> _What needs to be done_
After finding the line that contains "Your annotation target is outfield" in the entries below, retype it and every following line precisely, the last included.

= = =

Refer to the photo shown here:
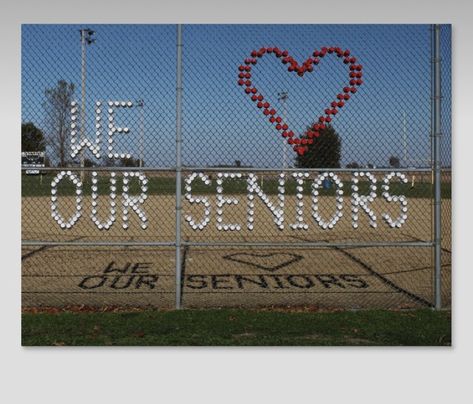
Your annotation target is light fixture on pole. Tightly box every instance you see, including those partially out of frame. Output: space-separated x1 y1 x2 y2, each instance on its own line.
79 27 96 180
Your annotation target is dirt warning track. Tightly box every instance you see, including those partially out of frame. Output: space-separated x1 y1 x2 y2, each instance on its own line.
22 195 451 309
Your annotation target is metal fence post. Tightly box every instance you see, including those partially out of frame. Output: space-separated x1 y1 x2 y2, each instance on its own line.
175 24 183 309
432 24 442 310
80 29 87 182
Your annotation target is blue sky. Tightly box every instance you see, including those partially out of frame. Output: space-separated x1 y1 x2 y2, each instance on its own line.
21 24 451 168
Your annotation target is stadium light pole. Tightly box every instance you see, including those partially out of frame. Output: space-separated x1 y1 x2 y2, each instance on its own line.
278 91 288 169
136 99 144 167
79 28 95 180
402 110 408 167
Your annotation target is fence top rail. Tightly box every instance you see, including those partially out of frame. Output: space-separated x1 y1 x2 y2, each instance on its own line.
23 166 435 173
21 166 176 172
182 167 434 173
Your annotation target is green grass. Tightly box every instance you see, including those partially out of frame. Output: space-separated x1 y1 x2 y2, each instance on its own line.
22 308 451 346
22 174 451 199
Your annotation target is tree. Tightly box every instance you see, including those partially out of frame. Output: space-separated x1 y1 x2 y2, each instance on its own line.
389 156 400 168
84 158 97 167
22 122 45 152
295 124 341 169
119 156 141 167
101 156 143 167
102 155 114 167
346 161 360 169
43 80 75 167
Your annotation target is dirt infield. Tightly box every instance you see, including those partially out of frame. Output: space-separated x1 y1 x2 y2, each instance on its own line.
21 195 451 309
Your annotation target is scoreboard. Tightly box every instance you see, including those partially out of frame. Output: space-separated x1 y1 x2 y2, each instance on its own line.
22 151 45 175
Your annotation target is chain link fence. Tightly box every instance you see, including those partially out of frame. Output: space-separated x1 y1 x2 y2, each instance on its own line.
21 24 451 310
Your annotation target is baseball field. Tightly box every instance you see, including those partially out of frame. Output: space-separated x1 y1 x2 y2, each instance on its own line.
21 173 452 310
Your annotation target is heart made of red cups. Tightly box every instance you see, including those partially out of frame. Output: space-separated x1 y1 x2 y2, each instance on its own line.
238 46 363 156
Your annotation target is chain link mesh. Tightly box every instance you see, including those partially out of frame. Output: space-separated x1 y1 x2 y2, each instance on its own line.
21 24 451 310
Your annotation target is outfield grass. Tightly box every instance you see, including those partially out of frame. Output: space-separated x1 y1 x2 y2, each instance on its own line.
22 173 451 199
22 308 451 346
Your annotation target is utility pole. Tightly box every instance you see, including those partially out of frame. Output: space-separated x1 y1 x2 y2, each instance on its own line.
278 91 288 169
79 28 95 180
136 99 145 167
402 110 408 167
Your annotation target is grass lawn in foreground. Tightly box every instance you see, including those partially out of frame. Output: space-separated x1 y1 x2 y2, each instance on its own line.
22 308 451 346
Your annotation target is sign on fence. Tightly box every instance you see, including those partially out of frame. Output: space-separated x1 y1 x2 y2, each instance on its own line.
22 151 45 175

= = =

> _Solution to this task_
Your annotation target is outfield grass. Tightly box every instance you see, including those partially out of frame. Output: space-separated x1 y1 x2 y2, each instance on its own line.
22 173 451 199
22 308 451 346
Your annotation target is utility pole. Tightly box every instance you see, including those partially out of frame. Output: space-separated x1 y1 x2 y2, each instance on its own line.
278 91 288 169
79 28 95 180
136 99 145 167
402 110 408 167
Your annotation target is grass lawn in foreground. Tightly box every instance you see, including those partially out of frame. Output: space-separated x1 y1 x2 y2, each instance on its own line.
22 308 451 346
Your annotation target is sign on fence. Tightly box every instance you see, including those partially out of frame. Output: space-separated x1 y1 x2 y2, each instance on its own line.
22 151 45 175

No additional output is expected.